◆ YOUR TASK:
Please repeat exactly the lines below from the one containing "written like (584,351)." down to the one containing "written like (93,293).", both included, and nothing else.

◆ ENTRIES SHOWN:
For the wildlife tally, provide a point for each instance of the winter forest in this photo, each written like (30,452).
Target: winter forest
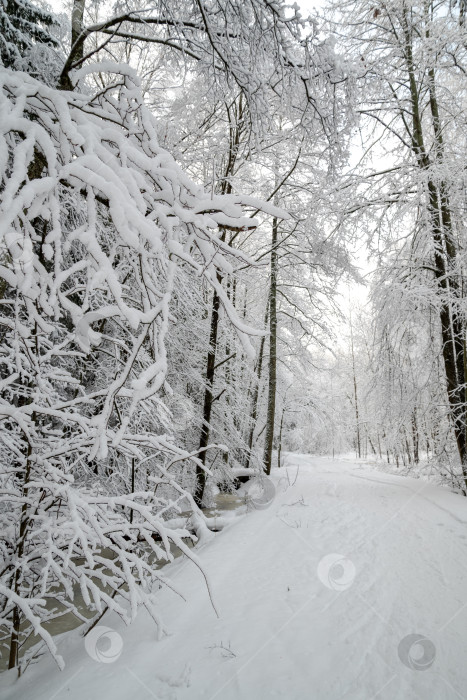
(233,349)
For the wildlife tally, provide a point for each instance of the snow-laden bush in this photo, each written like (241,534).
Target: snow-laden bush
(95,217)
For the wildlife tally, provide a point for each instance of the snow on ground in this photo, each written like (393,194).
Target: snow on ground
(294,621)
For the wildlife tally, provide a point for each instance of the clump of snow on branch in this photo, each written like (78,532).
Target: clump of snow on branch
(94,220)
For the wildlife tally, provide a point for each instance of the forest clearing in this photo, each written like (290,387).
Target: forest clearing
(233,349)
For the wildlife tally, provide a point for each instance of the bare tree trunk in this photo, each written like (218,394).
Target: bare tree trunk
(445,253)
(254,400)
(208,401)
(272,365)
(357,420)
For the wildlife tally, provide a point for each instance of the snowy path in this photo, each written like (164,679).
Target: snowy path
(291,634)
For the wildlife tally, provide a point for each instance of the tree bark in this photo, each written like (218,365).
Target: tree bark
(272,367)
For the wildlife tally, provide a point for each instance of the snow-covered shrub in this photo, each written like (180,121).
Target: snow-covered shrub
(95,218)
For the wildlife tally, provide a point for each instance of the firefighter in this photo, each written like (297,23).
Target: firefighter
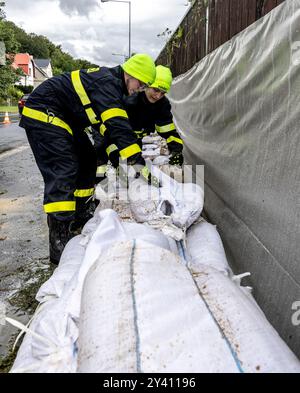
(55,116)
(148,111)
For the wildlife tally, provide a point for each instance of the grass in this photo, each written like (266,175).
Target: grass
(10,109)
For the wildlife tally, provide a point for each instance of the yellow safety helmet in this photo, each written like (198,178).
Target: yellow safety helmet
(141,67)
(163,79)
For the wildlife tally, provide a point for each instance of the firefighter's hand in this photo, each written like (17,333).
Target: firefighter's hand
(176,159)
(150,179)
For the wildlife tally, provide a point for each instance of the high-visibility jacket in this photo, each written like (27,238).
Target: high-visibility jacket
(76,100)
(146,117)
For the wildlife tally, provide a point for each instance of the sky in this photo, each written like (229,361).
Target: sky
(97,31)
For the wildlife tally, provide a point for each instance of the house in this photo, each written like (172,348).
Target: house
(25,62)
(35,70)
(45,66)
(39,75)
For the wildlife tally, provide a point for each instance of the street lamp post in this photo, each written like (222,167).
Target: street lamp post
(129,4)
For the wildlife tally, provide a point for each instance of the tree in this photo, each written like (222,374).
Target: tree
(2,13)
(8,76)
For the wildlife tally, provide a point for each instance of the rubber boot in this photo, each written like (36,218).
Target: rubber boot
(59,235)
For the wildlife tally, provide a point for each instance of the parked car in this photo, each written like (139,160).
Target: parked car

* * *

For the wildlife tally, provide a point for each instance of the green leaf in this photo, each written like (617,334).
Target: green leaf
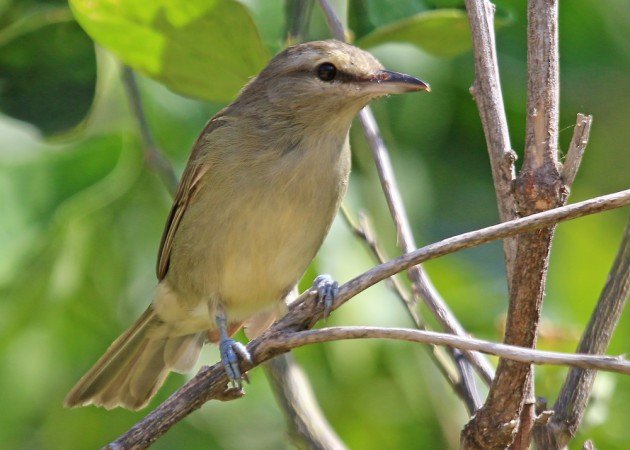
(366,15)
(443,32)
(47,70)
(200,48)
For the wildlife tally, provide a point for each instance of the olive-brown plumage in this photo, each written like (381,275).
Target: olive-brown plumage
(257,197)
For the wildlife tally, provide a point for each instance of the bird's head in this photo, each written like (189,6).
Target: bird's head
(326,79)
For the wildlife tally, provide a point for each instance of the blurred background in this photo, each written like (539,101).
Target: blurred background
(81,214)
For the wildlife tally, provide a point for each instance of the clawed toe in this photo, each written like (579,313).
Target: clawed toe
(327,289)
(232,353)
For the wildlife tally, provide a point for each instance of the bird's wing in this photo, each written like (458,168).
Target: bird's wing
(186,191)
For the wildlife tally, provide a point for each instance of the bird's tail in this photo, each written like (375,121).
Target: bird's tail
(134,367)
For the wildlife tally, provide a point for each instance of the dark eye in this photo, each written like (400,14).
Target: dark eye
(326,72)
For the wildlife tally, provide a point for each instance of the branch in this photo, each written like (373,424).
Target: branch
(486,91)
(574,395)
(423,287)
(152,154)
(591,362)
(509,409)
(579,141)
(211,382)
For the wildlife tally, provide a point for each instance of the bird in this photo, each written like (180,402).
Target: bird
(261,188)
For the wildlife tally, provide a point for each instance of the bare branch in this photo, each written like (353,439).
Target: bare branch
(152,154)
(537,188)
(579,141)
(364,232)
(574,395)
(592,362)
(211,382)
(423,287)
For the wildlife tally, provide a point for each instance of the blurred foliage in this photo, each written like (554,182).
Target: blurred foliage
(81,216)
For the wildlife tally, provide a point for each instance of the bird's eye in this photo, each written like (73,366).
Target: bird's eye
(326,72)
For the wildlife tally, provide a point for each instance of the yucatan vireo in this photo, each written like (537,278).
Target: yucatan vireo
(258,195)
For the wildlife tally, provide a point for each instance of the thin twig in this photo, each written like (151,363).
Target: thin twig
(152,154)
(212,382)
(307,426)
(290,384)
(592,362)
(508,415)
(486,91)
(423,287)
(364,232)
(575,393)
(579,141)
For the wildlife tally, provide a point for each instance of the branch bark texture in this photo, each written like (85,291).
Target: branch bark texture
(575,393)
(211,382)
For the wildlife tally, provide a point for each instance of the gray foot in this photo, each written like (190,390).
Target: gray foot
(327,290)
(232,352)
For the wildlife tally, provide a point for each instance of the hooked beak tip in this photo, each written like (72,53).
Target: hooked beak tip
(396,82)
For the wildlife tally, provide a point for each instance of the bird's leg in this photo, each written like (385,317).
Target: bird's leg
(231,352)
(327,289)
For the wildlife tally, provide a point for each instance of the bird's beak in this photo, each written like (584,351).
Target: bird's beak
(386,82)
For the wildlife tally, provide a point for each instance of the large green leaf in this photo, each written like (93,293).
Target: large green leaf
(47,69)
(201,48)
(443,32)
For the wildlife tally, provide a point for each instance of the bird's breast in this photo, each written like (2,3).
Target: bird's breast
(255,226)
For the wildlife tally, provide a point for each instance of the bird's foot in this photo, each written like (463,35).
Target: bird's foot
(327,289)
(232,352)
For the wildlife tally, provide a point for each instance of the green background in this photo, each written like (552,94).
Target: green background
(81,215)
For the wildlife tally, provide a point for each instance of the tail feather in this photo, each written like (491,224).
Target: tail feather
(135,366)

◆ SOLUTION FOR THIS TASK:
For the wildlife tally, provide a point for each instance of the bird's beak in this photo, each written like (584,351).
Target: bird's beak
(386,82)
For the wildlife tally, provide a point for each instance of the large green leaf in this photo, each written like (93,293).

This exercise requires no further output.